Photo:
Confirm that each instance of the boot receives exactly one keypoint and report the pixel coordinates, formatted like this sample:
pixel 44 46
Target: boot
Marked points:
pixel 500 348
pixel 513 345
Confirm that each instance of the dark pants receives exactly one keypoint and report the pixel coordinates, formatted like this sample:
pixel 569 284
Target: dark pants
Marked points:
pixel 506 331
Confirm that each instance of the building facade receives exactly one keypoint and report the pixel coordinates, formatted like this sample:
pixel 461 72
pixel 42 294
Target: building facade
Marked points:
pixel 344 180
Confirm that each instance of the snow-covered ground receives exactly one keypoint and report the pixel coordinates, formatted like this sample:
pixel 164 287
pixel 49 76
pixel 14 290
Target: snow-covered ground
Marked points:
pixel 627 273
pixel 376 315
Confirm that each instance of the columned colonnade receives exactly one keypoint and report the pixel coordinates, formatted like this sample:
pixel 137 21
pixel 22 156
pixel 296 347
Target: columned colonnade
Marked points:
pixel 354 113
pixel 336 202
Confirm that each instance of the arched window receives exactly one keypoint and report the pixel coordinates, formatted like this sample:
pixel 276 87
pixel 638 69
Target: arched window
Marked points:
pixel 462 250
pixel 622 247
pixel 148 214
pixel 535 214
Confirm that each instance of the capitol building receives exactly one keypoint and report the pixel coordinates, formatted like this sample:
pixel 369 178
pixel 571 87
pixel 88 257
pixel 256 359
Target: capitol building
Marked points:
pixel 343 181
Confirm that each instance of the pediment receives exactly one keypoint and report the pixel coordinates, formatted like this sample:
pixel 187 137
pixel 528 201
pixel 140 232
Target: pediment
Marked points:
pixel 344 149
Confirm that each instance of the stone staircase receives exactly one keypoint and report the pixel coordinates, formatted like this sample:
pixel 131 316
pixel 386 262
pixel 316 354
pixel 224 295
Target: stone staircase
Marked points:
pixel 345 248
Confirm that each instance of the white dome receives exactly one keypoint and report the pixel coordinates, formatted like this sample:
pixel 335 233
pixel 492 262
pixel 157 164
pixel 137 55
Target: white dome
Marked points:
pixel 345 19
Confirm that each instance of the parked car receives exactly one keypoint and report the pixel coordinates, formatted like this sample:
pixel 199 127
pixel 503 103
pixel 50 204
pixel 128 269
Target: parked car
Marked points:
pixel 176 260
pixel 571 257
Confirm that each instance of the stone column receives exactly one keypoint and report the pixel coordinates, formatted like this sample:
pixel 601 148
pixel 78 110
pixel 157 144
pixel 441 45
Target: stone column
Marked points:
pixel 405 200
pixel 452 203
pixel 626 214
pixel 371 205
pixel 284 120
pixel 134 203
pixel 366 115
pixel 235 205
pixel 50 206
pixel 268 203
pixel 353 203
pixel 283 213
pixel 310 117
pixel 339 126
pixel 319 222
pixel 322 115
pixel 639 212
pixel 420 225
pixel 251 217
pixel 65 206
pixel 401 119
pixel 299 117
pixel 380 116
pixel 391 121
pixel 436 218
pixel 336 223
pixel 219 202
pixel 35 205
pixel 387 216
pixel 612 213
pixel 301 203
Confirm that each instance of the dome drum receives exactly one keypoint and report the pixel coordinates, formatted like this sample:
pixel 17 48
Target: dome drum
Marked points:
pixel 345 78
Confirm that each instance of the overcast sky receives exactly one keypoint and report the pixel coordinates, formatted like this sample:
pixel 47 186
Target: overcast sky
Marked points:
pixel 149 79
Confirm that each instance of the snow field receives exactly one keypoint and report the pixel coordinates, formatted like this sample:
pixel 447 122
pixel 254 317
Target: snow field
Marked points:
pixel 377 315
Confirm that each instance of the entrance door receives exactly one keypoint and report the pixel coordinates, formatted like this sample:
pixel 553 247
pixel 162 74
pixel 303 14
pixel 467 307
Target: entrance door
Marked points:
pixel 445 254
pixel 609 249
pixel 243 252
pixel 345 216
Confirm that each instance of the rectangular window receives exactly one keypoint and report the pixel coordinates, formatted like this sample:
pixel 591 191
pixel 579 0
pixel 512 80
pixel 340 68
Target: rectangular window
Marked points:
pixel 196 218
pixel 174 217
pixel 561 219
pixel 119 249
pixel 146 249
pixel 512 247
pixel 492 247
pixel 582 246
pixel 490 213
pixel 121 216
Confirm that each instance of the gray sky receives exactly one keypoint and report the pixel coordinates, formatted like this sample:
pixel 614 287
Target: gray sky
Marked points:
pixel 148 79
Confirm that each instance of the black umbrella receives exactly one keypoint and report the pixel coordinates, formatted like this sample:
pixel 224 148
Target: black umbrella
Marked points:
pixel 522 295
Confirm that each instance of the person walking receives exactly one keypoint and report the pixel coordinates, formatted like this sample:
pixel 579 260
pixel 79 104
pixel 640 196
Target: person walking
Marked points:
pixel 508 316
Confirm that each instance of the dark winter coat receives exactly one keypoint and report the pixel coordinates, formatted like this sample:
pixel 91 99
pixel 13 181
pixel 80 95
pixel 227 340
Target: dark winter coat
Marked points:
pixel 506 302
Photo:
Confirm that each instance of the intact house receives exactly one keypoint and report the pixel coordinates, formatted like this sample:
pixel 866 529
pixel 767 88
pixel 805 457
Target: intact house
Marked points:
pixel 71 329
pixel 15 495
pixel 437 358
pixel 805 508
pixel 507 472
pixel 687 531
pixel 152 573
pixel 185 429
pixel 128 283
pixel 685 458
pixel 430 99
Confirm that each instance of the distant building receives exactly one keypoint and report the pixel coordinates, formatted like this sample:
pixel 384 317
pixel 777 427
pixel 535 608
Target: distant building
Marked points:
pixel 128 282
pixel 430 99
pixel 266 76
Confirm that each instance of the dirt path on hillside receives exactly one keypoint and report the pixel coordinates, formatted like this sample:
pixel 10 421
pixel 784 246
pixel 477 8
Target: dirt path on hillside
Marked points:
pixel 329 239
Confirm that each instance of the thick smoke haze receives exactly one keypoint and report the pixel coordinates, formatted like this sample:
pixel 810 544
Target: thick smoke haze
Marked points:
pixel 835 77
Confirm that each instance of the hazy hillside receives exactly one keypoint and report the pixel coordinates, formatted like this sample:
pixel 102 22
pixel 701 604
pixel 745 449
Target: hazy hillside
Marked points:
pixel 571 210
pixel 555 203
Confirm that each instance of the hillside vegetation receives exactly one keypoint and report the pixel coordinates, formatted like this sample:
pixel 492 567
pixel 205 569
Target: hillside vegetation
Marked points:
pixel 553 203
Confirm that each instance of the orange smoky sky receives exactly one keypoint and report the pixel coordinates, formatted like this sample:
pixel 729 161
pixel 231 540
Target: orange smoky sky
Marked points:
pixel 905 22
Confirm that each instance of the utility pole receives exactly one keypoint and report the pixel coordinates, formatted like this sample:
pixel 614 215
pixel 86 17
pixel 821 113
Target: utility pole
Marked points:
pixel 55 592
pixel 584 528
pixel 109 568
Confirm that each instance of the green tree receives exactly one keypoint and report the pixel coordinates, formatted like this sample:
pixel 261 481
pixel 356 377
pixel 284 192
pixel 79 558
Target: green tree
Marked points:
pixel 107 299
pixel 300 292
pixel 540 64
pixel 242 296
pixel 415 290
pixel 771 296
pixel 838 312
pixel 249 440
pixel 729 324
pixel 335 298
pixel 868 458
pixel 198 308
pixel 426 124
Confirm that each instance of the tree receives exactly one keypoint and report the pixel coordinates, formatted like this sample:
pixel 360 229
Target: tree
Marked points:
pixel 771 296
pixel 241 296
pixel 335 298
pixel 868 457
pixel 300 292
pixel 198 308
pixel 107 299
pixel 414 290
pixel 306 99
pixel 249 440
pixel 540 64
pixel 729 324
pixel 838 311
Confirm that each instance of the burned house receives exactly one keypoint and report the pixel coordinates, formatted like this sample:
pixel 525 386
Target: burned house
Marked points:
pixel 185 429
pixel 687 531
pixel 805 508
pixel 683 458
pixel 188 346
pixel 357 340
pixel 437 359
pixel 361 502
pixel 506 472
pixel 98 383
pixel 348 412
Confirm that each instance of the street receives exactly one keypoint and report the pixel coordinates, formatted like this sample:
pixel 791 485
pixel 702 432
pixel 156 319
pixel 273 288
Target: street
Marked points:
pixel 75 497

▬▬▬

- DIRECTIONS: Reproduce everything in the records from the very start down to the line containing "pixel 344 180", with both ends included.

- EXERCISE RESULT:
Photo:
Confirm that each instance of the boot receives exactly one keypoint and report the pixel coordinates, formatted like this sample:
pixel 44 46
Target: boot
Marked points:
pixel 500 348
pixel 513 345
Confirm that each instance of the dark pants receives exactly one keypoint and report the pixel coordinates, formatted like this sample:
pixel 569 284
Target: dark pants
Marked points:
pixel 506 331
Confirm that each instance of the building facade receives exactly one keypoint and report the pixel coordinates, formatted like this sample:
pixel 461 72
pixel 42 294
Target: building facade
Marked points:
pixel 344 180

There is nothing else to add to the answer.